◆ Work required ◆
Could you write out the rows again, from the line containing "If you could point at the dirt" through the end of the rows, leaving the requests and their sample points unchanged but multiplying every coordinate in the answers by 1.2 and rounding each result to a whole number, with halves rounded up?

◆ Given records ◆
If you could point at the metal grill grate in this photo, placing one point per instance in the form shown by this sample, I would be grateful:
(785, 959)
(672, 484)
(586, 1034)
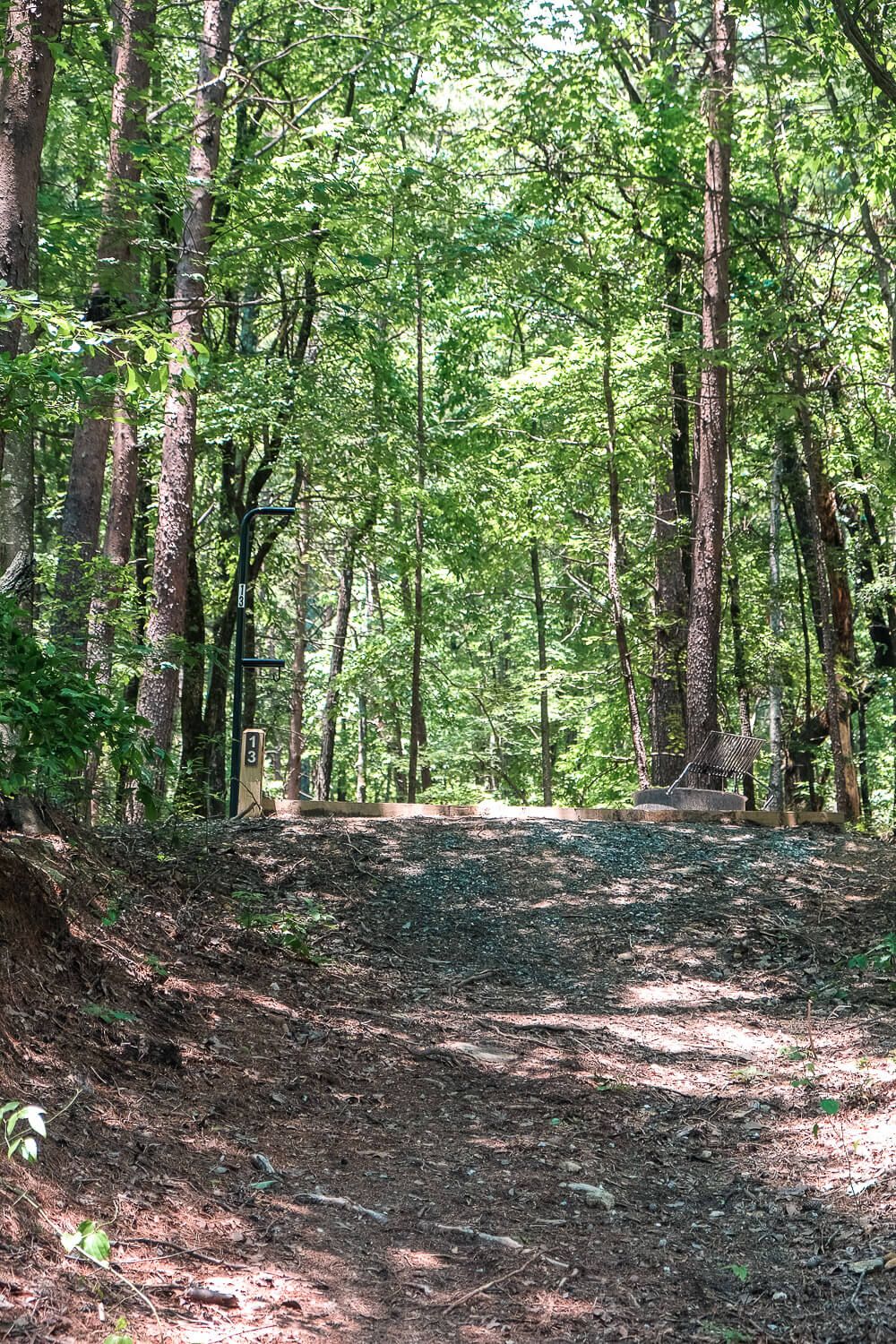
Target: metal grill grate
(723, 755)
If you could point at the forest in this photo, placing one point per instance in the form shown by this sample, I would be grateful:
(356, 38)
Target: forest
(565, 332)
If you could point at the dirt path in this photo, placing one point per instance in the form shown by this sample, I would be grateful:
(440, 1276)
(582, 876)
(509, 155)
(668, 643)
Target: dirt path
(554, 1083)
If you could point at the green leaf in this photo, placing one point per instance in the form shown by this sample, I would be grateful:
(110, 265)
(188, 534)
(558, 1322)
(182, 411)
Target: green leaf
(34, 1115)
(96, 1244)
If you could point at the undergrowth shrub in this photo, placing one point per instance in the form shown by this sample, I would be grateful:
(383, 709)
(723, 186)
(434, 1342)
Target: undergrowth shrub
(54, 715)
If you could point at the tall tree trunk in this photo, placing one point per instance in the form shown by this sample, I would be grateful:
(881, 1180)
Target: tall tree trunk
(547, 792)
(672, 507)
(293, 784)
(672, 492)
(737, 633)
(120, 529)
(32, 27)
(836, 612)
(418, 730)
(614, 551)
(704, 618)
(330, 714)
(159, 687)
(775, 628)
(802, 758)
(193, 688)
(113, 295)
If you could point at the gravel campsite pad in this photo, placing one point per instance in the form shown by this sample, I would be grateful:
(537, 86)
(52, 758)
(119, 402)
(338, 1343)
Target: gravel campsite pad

◆ Exercise output ◆
If you could point at the dirt path in this photo, placing one point per instance in the form shown by this sample, I would be grateful:
(440, 1276)
(582, 876)
(509, 155)
(668, 643)
Target: dirt path
(665, 1300)
If you could point at the green leaf in this photo, placing one point per instance in the form shown by this sample, I would be grateful:
(110, 265)
(188, 534)
(558, 1322)
(182, 411)
Target: green leaf
(41, 1338)
(115, 1493)
If you could point at the undergrowth shrub in this photo, placing one point per instance in the form shown by this sample, I would be grateful:
(383, 709)
(723, 186)
(434, 1342)
Target: undergrowth shrub
(65, 858)
If you could point at the tall tree trunk in this photo, placing one point per instance in the form shown by this sample, I would be grateful:
(881, 1180)
Target: tall tree trunk
(656, 950)
(806, 608)
(352, 941)
(806, 590)
(884, 760)
(144, 635)
(38, 32)
(1003, 734)
(502, 876)
(737, 661)
(845, 742)
(396, 857)
(191, 824)
(930, 754)
(962, 910)
(232, 826)
(136, 354)
If you could point at the gravel campsite pad in this photo, placing one point per instance in the form shown by this sample, I would be grateful:
(537, 86)
(52, 758)
(119, 402)
(338, 1343)
Target: gravel campsite pad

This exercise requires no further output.